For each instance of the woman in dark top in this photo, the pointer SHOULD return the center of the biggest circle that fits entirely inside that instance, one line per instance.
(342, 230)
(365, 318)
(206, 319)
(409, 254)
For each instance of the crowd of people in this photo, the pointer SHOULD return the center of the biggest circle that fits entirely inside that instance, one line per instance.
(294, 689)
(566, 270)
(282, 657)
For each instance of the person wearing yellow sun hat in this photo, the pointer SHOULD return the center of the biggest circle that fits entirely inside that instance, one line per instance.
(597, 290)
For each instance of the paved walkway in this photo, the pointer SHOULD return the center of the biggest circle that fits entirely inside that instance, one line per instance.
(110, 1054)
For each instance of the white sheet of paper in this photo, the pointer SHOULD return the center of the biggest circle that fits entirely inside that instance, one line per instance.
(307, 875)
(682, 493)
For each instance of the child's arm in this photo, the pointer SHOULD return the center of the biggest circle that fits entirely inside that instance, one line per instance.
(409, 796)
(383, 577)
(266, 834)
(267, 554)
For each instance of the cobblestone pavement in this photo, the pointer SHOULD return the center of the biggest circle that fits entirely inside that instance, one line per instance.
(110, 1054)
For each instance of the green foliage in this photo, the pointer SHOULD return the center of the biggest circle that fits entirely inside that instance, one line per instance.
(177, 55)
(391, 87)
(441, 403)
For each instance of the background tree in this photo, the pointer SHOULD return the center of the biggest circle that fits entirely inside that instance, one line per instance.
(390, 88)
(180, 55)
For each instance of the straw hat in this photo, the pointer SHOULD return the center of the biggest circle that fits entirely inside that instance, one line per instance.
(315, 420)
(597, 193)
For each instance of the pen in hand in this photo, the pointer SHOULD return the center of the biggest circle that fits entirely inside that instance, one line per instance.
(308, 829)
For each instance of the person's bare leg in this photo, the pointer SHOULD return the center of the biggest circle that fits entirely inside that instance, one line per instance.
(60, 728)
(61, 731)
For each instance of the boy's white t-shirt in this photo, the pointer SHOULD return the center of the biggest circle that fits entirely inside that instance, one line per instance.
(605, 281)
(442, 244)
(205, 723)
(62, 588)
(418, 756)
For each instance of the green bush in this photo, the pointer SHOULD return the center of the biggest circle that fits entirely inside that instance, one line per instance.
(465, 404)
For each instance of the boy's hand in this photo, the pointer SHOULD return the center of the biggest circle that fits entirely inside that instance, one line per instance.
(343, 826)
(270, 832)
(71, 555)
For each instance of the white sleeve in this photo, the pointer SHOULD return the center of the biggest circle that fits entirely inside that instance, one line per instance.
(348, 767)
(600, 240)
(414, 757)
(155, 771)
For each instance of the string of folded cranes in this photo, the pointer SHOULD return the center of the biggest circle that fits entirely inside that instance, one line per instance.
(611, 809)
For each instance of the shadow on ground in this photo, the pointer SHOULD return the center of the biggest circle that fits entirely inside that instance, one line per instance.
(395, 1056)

════════════════════

YOUR INSTRUCTIONS
Only the lines from the one that contains "For each instance of the boy's hand" through the last line should be repeated, each exactly as it stands, with both ends included.

ANSWER FOR THIS EXERCISE
For each instance of the boy's hand in this photo, the pointer SHOULD return the center of the biggest circle that fits entirely inside that instance, one line per instance.
(343, 826)
(270, 832)
(71, 555)
For each instance of the white sleeve in this photo, the pointer SHOULD return the center of the biggest circle that fits entirely inside that instance, one line per instance.
(348, 767)
(600, 240)
(414, 757)
(155, 771)
For each instance of the string of folded cranes in this photo, the pointer SHOULD return the center of the biggest circle that fits entirely inside that instance, one line per instance.
(611, 809)
For each instance of the shadow on ground in this photo, the pointer SHOULD return the center of the biggest circle that fits entirely inside that instance, one line per instance.
(395, 1056)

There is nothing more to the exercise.